### Image point grounding data

BEGIN

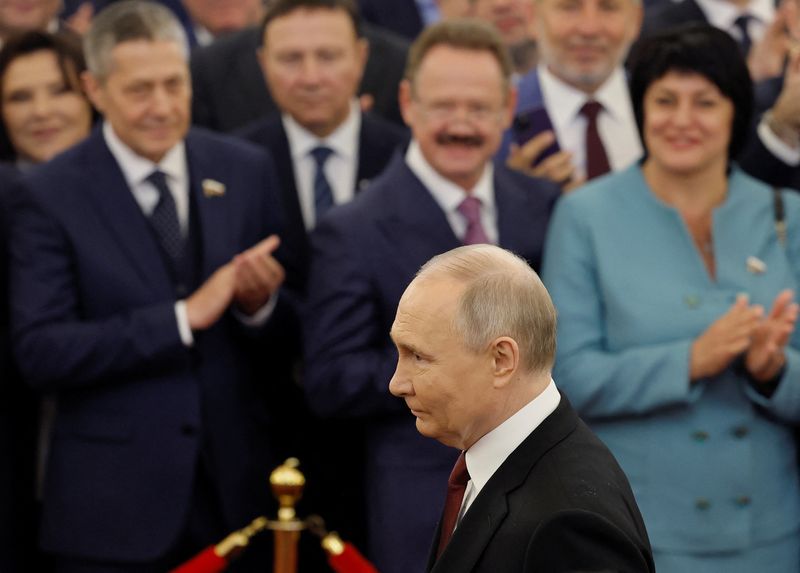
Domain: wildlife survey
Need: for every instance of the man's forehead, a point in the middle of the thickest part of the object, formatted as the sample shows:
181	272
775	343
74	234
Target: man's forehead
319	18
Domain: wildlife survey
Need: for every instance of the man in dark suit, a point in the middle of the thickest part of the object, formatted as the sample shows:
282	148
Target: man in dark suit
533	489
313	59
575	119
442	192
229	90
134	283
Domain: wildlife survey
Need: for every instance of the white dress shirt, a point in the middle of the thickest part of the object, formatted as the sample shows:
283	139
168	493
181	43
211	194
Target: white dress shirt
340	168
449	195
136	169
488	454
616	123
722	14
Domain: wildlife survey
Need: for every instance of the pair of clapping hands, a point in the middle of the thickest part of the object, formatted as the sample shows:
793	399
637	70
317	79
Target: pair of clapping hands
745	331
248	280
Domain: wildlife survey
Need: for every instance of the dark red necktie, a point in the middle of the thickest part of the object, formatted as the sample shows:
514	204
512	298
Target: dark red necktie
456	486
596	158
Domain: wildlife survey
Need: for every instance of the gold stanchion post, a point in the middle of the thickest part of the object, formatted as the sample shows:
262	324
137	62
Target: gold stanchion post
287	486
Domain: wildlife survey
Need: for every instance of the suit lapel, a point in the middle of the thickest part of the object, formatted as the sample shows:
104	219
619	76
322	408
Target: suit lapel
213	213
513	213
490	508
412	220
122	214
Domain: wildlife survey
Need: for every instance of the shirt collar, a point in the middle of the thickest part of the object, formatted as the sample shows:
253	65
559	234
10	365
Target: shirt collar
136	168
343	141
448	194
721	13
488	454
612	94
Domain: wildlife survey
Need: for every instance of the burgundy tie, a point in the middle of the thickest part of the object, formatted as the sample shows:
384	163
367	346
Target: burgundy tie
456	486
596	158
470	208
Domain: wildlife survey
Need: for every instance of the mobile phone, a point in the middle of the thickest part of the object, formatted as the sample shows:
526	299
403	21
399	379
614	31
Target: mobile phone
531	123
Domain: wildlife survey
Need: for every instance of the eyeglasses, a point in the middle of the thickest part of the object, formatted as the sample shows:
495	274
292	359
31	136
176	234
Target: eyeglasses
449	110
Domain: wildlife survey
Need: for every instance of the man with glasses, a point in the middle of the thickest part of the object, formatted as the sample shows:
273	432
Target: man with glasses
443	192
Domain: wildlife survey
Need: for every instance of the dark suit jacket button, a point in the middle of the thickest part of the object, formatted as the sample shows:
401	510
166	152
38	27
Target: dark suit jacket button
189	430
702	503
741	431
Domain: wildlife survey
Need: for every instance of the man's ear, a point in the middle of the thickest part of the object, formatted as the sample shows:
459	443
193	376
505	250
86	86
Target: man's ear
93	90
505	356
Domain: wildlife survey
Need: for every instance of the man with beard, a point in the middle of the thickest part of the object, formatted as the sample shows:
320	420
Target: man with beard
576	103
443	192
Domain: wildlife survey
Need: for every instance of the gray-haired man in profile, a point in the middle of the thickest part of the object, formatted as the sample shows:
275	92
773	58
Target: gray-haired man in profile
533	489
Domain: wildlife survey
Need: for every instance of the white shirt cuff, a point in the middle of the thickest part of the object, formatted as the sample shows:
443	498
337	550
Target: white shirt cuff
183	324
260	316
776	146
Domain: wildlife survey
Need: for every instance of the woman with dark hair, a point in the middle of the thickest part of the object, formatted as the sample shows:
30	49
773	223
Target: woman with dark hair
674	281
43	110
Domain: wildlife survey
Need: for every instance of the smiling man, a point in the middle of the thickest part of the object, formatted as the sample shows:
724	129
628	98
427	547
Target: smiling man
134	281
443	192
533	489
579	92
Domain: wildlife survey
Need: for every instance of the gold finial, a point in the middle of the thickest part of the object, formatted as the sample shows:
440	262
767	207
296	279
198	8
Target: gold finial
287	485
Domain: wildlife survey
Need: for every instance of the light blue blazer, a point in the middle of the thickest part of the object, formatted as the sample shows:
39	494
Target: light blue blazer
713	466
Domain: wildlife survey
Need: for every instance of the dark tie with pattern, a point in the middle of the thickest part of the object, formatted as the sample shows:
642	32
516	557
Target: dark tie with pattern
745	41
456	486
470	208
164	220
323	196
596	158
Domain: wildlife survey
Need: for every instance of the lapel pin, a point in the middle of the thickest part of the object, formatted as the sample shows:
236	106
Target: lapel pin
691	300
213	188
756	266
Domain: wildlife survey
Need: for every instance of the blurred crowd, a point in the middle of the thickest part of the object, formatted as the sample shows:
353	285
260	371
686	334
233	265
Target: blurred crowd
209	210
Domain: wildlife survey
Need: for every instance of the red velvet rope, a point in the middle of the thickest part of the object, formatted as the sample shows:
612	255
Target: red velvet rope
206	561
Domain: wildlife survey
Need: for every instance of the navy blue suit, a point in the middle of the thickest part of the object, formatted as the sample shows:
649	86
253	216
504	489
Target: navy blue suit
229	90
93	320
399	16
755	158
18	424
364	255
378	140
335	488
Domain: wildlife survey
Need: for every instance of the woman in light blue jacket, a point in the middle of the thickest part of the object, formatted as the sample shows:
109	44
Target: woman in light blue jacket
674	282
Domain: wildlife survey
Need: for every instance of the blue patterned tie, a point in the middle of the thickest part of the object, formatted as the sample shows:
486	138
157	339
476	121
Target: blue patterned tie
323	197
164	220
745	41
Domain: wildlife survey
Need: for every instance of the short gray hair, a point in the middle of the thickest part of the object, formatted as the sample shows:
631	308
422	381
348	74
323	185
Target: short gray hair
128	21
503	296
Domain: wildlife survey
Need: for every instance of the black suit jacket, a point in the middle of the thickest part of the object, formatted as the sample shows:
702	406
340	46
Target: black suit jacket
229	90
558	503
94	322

END

### Exercise objective
Since the copy must contain no pictures, return only the text of the records, exactly as it stands.

### Task solution
Domain: wildlife survey
Need: for every instance of the man's forehead, a point in the middle of the thickest part of the object, formatted as the sample shows:
181	272
775	343
74	234
Target: man's forehead
319	18
Domain: wildlife survey
Need: for every instance of the man in dark suit, a point in the middle of the thickest part of the object, formatted as the sample shows:
282	148
Target: man in dark suit
533	489
313	59
575	119
442	192
229	90
134	283
Domain: wildlife survey
Need: for every instance of the white dress shirt, a point in the middle of the thickest part of the object, formatted as the sample shows:
283	139
168	493
181	43
211	194
Target: white dress shirt
340	168
449	195
136	169
488	454
616	123
722	14
Domain: wildlife survey
Need: for every instance of the pair of clapping hands, a point in the middle of the thickest part of the object, formatted as the sample shows:
793	399
637	70
317	79
Target: pair of clapping hands
745	331
248	280
Domain: wildlife survey
Need: for every instance of the dark red necktie, a point in the middle of the thickest part of the object, formatted as the sample shows:
514	204
512	298
Target: dark red necktie
456	486
596	158
Domain: wildlife survey
Need: for every instance of the gold stanchion post, a point in the middle of the thickest part of the object, formatted as the sample shows:
262	324
137	62
Target: gold stanchion post
287	486
Domain: wildlife survey
Need: for every instance of the suit lapel, a point in the middle of the thickest part of the object, formatted as the sample shows:
104	219
619	76
322	408
Target: suit lapel
213	213
513	213
490	508
412	220
122	214
Domain: wildlife survey
Need: for every instance of the shirt collar, a point in the middle of the thickest part of the object, formatted as the sample shows:
253	65
559	234
10	365
Target: shirt collar
136	168
343	141
448	194
721	13
488	454
612	94
Domain: wildlife survey
Need: for every instance of the burgundy tie, a point in the middle of the thickest part of the object, formatted as the sample shows:
384	163
367	346
Target: burgundy tie
456	486
596	158
470	208
Domain: wildlife survey
Need: for every instance of the mobile phone, a point in the middle of the thickest part of the object, formatted as the sample shows:
526	299
403	21
399	379
614	31
Target: mobile phone
531	123
Domain: wildlife survey
Need: for every instance of the eyeglasses, a point in the middle of the thickest part of the object, formatted as the sample shows:
495	274
292	359
31	136
176	234
Target: eyeglasses
449	110
Domain: wildlife survey
Need: for every instance of the man with glasses, a point in the middle of the thickest part of the object, formatted as the sample shows:
273	432
Target: man with glasses
443	192
Domain: wildlife survey
Need: for every instance of the dark suit jacket button, a point in the middle of the thickest part of the object, formatted as the sample shows:
401	510
166	152
38	27
Target: dark suit jacket button
189	430
702	503
741	431
Domain: wildlife survey
Need: for every instance of the man's ear, a point in the middle of the thickest part of the object, formatted as the sample shows:
459	443
193	376
505	250
86	86
Target: man's ear
93	90
505	356
Domain: wildlife survey
Need: for every instance of the man with beard, a point in the middle of the thickest part of the object, formatted as the sample shows:
320	420
Target: man with beard
576	103
443	192
Domain: wildlife survey
Need: for every instance of the gray-haired man in profile, a point in the middle of the thickest part of the object, formatted as the sample shows:
275	92
773	58
Target: gray-haired man in profile
533	489
Domain: wildlife survey
Need: for every instance of the white shirt cuff, a point in the middle of the thickest part of the object, formatted as the sample shows:
443	498
337	550
Target: white shirt cuff
183	324
260	316
776	146
Domain: wildlife survey
Need: for every instance of the woman with dark hair, a point in the middle of the thickest part of the object, formatted as the sample shows:
30	49
773	223
Target: woman with dark hair
674	281
43	110
Domain: wildlife survey
Need: for every instance of the smiling man, a point in the middle of the thickest part of the object, formatted as the sample shows:
724	129
628	98
427	547
Target: smiling man
134	281
443	192
533	489
579	92
Domain: wildlife survey
Need: for every instance of the gold finial, a point in the middle of the thickest part of the object, formatted as the sample shows:
440	262
767	207
296	279
198	8
Target: gold finial
287	485
Domain: wildlife survey
Need: for every instance of the light blue blazer, a point in the middle of the thickest part of the object, formatted as the sample shows:
39	494
Target: light blue blazer
713	466
Domain: wildlife survey
Need: for every instance of the dark tie with pattern, a point in the middle of the thickest part of the object, formatted as the sample shows:
642	32
516	557
Target: dark tie with pattern
745	41
456	486
470	208
164	220
323	196
596	158
Domain: wildlife survey
Need: for every instance of the lapel pin, a point in the middle of the thickest part of the object, formatted as the sample shows:
236	106
Target: lapel pin
691	300
213	188
756	266
Domain: wildlife survey
Need: for every instance of the blurred crowd, a point in the middle of the thickest part of the object, formatted as the sample shows:
353	285
260	371
686	334
233	265
Target: blurred crowd
209	210
Domain: wildlife survey
Need: for every instance of the red velvet rope, a point in the middle of the thickest part of the object, formatted as the sample shows:
612	255
Target: red velvet rope
206	561
Domain: wildlife survey
Need: for every instance of the navy blue suit, a point in the middle of the thickest part of the object, formatted as the sample shows:
649	86
253	216
504	489
Target: navy blue suit
229	90
93	320
399	16
755	158
18	424
364	255
378	140
335	488
Domain: wildlife survey
Need: for every instance of the woman in light blue jacket, a point in the middle of the thickest part of the object, formatted as the sample shows:
109	44
Target: woman in light blue jacket
674	282
Domain: wildlife survey
Need: for every instance of the blue patterned tie, a point in the middle of the thickest part of the object, formatted as the sample shows:
486	138
157	339
476	121
Target: blue patterned tie
323	197
164	220
745	41
Domain: wildlife survey
Need: for every instance of the short gray hair, a point in the middle of the thickest part of the object, formatted as the sample shows:
631	308
422	381
348	74
323	185
Target: short gray hair
128	21
503	296
Domain: wildlife survey
Need: for every instance of the black suit jacket, a point in the middle of the thickest part of the object, formatted as the sample shows:
702	406
340	46
Target: black suit jacket
229	90
558	503
94	322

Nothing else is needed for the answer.